Data records:
------------

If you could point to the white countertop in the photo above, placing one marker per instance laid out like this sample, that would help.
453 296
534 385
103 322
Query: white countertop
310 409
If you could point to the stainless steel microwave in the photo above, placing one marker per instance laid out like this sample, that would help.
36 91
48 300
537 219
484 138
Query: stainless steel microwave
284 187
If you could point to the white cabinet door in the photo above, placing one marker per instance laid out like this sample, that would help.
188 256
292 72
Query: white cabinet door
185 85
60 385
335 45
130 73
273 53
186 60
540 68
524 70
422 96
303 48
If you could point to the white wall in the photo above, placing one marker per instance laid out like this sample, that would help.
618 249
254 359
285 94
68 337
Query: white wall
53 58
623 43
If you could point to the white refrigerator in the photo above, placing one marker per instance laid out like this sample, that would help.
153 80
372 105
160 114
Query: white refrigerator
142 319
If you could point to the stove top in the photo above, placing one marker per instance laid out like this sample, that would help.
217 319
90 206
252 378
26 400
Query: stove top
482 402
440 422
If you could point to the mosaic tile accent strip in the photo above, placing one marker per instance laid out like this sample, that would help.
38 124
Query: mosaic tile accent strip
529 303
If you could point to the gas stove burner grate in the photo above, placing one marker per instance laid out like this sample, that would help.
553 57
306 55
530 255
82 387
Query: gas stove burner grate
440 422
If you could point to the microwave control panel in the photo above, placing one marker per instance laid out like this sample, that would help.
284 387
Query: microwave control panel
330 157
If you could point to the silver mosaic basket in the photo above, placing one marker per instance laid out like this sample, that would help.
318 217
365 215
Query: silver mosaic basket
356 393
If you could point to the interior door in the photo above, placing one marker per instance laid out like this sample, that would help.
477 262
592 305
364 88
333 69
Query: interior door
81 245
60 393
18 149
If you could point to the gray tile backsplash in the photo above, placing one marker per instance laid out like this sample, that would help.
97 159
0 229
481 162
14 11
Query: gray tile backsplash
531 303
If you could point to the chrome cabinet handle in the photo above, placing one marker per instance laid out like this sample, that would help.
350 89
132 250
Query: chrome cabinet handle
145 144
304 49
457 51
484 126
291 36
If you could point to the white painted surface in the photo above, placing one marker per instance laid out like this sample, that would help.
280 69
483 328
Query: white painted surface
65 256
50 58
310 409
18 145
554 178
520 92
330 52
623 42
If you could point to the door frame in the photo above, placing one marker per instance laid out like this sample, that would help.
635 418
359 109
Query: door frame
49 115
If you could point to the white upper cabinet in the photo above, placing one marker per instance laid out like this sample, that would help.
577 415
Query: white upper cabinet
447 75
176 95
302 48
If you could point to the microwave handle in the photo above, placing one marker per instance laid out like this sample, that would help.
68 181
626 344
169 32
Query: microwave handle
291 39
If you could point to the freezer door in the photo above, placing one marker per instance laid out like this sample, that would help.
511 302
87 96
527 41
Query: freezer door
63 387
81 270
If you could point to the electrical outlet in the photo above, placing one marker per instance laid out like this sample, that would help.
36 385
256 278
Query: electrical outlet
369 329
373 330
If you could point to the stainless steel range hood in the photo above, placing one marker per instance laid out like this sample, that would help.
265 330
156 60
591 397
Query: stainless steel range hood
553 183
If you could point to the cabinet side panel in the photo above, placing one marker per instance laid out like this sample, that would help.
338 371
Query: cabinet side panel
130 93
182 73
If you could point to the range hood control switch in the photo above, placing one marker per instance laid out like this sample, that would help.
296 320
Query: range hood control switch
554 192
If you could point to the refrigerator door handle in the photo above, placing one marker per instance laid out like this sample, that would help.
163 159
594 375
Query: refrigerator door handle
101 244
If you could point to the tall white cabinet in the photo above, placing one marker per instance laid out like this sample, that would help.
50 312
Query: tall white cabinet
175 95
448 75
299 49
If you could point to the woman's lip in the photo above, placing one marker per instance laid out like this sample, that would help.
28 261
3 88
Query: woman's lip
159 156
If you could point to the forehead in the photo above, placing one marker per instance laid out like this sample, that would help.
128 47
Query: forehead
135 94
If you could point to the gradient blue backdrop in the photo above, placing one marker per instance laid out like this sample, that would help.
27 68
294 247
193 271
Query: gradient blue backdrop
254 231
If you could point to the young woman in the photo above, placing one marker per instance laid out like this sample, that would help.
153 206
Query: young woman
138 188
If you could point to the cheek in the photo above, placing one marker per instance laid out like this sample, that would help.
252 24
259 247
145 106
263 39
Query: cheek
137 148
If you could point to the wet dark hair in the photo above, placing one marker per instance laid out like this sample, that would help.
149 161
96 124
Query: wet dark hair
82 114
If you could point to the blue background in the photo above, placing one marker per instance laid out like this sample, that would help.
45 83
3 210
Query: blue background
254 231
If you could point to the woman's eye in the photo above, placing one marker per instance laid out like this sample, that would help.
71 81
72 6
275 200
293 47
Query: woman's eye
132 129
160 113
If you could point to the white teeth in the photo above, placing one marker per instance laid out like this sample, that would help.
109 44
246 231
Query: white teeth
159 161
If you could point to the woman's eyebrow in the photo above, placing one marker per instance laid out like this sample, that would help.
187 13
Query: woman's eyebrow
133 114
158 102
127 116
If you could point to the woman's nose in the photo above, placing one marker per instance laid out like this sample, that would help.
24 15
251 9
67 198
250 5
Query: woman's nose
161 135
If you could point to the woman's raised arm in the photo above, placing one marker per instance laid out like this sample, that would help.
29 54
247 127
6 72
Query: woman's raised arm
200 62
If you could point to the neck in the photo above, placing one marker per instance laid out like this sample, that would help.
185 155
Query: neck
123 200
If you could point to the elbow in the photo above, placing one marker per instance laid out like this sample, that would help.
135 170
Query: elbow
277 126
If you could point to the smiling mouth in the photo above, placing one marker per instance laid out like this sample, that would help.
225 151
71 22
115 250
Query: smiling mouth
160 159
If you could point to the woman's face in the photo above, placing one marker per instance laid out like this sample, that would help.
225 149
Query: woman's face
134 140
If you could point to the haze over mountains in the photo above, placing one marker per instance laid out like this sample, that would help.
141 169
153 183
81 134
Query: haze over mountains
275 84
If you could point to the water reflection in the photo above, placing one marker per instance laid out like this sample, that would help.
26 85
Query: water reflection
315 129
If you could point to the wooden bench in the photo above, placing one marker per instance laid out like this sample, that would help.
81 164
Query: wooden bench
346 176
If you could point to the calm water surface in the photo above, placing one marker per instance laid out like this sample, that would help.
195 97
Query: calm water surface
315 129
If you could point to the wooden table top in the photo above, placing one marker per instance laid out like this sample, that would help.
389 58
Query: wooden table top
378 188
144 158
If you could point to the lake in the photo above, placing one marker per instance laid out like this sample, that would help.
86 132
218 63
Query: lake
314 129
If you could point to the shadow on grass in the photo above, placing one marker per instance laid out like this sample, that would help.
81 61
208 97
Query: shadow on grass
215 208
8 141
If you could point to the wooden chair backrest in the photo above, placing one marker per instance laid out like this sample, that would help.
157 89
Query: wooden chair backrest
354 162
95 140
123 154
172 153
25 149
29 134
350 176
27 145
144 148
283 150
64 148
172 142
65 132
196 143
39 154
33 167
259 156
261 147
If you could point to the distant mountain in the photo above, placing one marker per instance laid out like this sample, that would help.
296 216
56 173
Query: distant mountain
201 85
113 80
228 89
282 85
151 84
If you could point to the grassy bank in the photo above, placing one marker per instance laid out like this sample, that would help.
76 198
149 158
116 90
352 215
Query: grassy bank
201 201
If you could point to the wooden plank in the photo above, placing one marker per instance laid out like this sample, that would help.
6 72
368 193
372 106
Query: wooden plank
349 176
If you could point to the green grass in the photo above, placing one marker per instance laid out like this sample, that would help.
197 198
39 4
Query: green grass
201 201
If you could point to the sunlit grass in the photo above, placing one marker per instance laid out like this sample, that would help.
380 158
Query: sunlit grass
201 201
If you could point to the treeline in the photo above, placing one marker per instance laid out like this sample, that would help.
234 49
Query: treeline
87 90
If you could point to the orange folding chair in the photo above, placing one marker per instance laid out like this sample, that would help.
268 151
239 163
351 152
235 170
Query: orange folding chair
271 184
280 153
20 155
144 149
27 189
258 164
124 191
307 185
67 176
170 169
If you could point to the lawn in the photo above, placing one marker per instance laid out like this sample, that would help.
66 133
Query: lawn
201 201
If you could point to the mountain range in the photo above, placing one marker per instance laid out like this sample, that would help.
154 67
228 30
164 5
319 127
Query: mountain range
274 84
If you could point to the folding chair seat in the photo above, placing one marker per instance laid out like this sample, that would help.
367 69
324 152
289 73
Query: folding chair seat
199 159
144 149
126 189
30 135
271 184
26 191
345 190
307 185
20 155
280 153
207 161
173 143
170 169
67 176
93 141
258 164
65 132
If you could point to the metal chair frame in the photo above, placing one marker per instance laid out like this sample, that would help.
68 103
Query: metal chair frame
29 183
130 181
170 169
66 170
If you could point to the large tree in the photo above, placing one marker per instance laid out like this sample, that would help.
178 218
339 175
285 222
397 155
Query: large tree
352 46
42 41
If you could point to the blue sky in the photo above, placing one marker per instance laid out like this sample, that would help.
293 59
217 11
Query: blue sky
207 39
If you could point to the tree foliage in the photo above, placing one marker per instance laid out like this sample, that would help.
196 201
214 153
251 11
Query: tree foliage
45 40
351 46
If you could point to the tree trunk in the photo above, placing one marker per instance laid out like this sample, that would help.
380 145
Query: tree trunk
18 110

------------

Directive: Take the lines from the one containing "If you could point to the large" to the last line of the material above and write them out exactly.

Task output:
If you could point to the large tree in the photo above, placing one marker per instance laid out like this sample, that would help.
178 218
339 175
285 222
397 155
Query: large tree
352 46
42 41
If you could point to the blue sky in the photo above, placing one marker per instance laid out like this sample, that would help.
293 59
217 11
Query: blue sky
207 39
If you could point to the tree foliage in the photo above, placing one marker per instance laid out like this sample, that would help.
196 201
214 153
251 11
Query: tree foliage
45 40
351 46
If you could point to the tree trunk in the photo above, placing one marker per instance laid out like this sample, that would help.
380 145
Query: tree trunk
18 110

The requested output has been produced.